[Excerpted passage]
..........

# First soap party!



## Incrtalent (Sep 11, 2007)

Hey, guys.  Well, I have my first soap party booked for this coming Saturday.  I'm excited, but I'm also nervous.  I've been looking for a couple of fun games to play, and I can't seem to find any!  Anybody have any ideas?

This is the plan.  I don't know if it is a good one or not, so I'd love some feedback.  My hostess is giving a small buffet and has sent out 20-30 invites, so I'm expecting 15 or so guests.  We're going to set up a card table with an autumn tablecloth and a pretty candle centerpiece.  I have my lotions displayed in a pretty market basket and my soap varieties also displayed in a basket.  I have some sample sizes on trays and thought we would have a wash basin, pitcher, and some fluffy towels so they could try the scents.  I'm also going to merchandize a couple of full "lines" together and allow them to sample of the butter/lotion/mist, but I am only going to let them "try" one of each.  I'm not selling directly at this party, because I have limited inventory.  I'm doing made-to-order stuff, so I will provide brochures and order forms.  We thought we would do a raffle and draw for gift certificates for percentages off future purchases.  I also found kind of an interesting history of soap.  (These are educators, so I thought they might enjoy this).  I also got some names together of ingredients in commercial soaps and thought I would have people try to read these aloud and then tell them what they are versus what is in our products.  I dunno.  I want to make it fun, but I'm nervous.  I'm offering my hostess a gift and a percentage for each $100 sold, as well as a perk if people book a soap party at her party.

..........

[Source material]
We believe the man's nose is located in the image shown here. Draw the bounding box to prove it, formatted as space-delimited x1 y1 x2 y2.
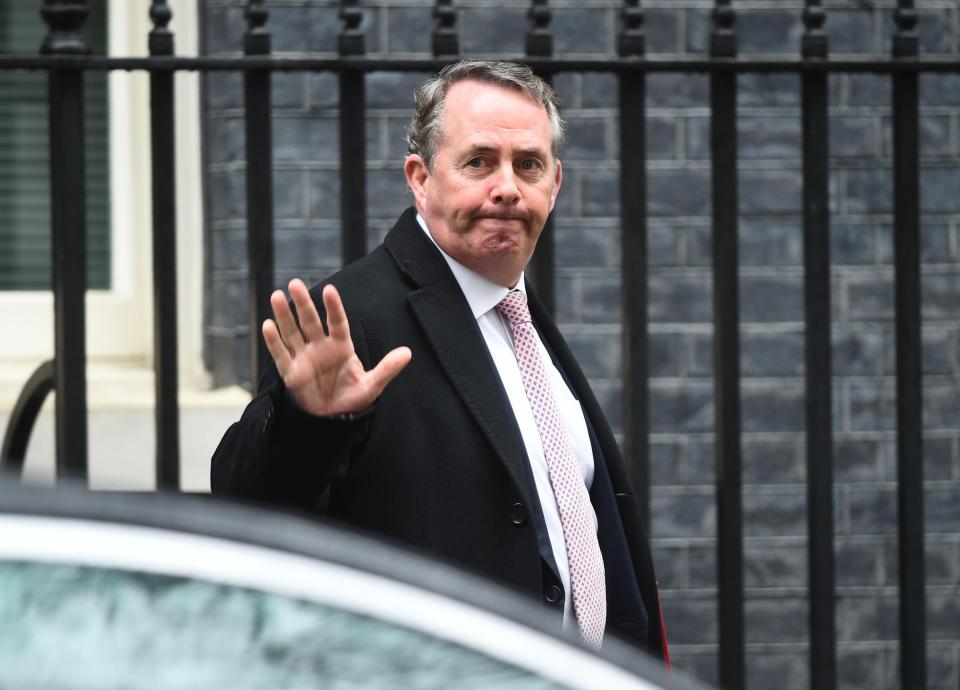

..........

[Tasks to complete]
a: Reproduce the passage of the soap party post above that begins with the words "# First soap" and ends with the words "have any ideas?".
b: In the soap party post, how many guests does the writer expect to attend?

[Responses to the exercise]
a:
# First soap party!



## Incrtalent (Sep 11, 2007)

Hey, guys.  Well, I have my first soap party booked for this coming Saturday.  I'm excited, but I'm also nervous.  I've been looking for a couple of fun games to play, and I can't seem to find any!  Anybody have any ideas?

b: About 15 guests.